▶ **BRIEF A**
Write out the soil health passage exactly as it appears, between "Now in a recent" and "and move ahead.", inclusive.
▶ **BRIEF B**
In one to three sentences, explain why the soil health passage presents switching to no-till corn as a trade-off rather than a plain improvement.

▶ **PAGE EXTRACT**
■ ■ ■ ■

Now in a recent report from Farm Journal, Field Agronomist Ken Ferrie discusses how improving soil health increases the concerns about nitrate and water-soluble phosphorus losses down through the soil. But let’s not stop with that part of the equation. This is not a bad thing; it’s just that now farmers need to be even more aware of how their field management practices impact their P losses. And how important the work we do at Extension to compare different cropping system components helps farmers decide what balance of tillage and crop types is right for their farm. One response is to stop if we are afraid; the other is to carefully move ahead with calculated confidence that we are making a positive difference, measure the effect, recognize some new problems, and move ahead.
“Wait a minute, I lost my pencil in this preferential flow pathway”. As the season progresses, clay soils can develop cracks that swell open and then close when the soil gets saturated again in winter.
The Required Agriculture Practices are now here, and we will have a lot of “quilt pulling” as changing one thing like – requiring buffers along ditches – may trigger responses that are counter-productive like installing tile in the whole field and burying those ditches. Which way is better? I’m not sure; just that when the quilt gets pulled off me, I pull back. Switching to no-till corn is a proven way to help soil aggregate structure, greatly reduce soil erosion and reduce fossil fuel use. Yet the reaction is that preferential flow paths through the soil form as a conduit to move manure and P too fast through the soil matrix.
The Vermont Tile Drainage Advisory Group report has been submitted to the Agencies of Agriculture and Natural Resources, and will inform the Secretaries for their joint report to the legislature in January. I participated on that advisory group and the discussions highlighted that these issues are not simply good and bad. Every action, like improving soil drainage, forces a conflict between a current farm business and family sustainability, and the cost of water quality remediation for past indiscretions in our lake that we are faced with fixing.

■ ■ ■ ■

▶ **DATASET CONTENT**
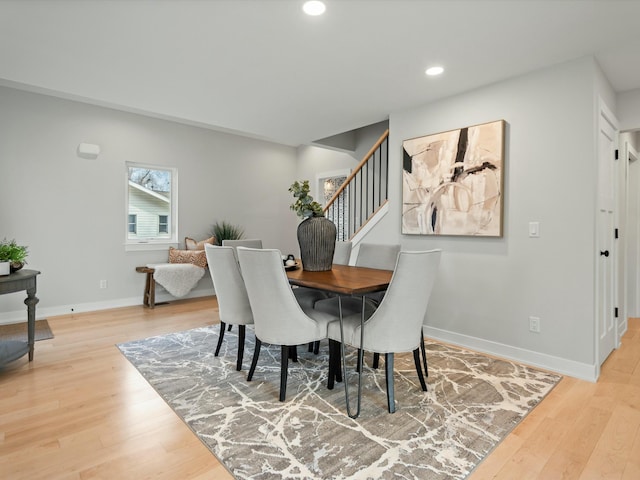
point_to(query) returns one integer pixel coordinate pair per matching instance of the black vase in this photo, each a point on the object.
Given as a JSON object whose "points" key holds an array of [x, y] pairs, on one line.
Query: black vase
{"points": [[317, 240]]}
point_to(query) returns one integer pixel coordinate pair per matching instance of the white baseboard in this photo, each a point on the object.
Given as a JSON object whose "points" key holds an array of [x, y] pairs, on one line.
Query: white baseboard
{"points": [[48, 312], [559, 365]]}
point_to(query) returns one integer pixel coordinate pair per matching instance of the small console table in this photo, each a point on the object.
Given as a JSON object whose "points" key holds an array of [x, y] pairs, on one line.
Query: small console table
{"points": [[149, 296], [16, 282]]}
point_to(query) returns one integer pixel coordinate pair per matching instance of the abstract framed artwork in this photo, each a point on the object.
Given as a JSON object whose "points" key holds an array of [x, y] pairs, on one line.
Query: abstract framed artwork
{"points": [[452, 182]]}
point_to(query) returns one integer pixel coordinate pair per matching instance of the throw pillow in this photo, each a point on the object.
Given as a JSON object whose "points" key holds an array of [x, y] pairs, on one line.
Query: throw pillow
{"points": [[196, 257], [191, 244]]}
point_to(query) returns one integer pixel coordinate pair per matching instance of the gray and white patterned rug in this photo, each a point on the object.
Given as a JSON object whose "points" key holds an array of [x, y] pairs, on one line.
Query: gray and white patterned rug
{"points": [[473, 402]]}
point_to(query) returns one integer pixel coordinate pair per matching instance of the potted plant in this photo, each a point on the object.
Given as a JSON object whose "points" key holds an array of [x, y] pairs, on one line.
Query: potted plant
{"points": [[12, 256], [316, 234], [226, 231]]}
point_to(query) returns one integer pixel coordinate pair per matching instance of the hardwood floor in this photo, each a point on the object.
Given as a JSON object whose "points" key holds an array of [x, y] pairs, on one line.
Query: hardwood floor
{"points": [[82, 411]]}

■ ■ ■ ■

▶ **EXERCISE ANSWER A**
Now in a recent report from Farm Journal, Field Agronomist Ken Ferrie discusses how improving soil health increases the concerns about nitrate and water-soluble phosphorus losses down through the soil. But let’s not stop with that part of the equation. This is not a bad thing; it’s just that now farmers need to be even more aware of how their field management practices impact their P losses. And how important the work we do at Extension to compare different cropping system components helps farmers decide what balance of tillage and crop types is right for their farm. One response is to stop if we are afraid; the other is to carefully move ahead with calculated confidence that we are making a positive difference, measure the effect, recognize some new problems, and move ahead.

▶ **EXERCISE ANSWER B**
Switching to no-till corn is a proven way to help soil aggregate structure, greatly reduce soil erosion and reduce fossil fuel use. However, it also lets preferential flow paths form through the soil. These paths act as a conduit that moves manure and phosphorus too fast through the soil matrix.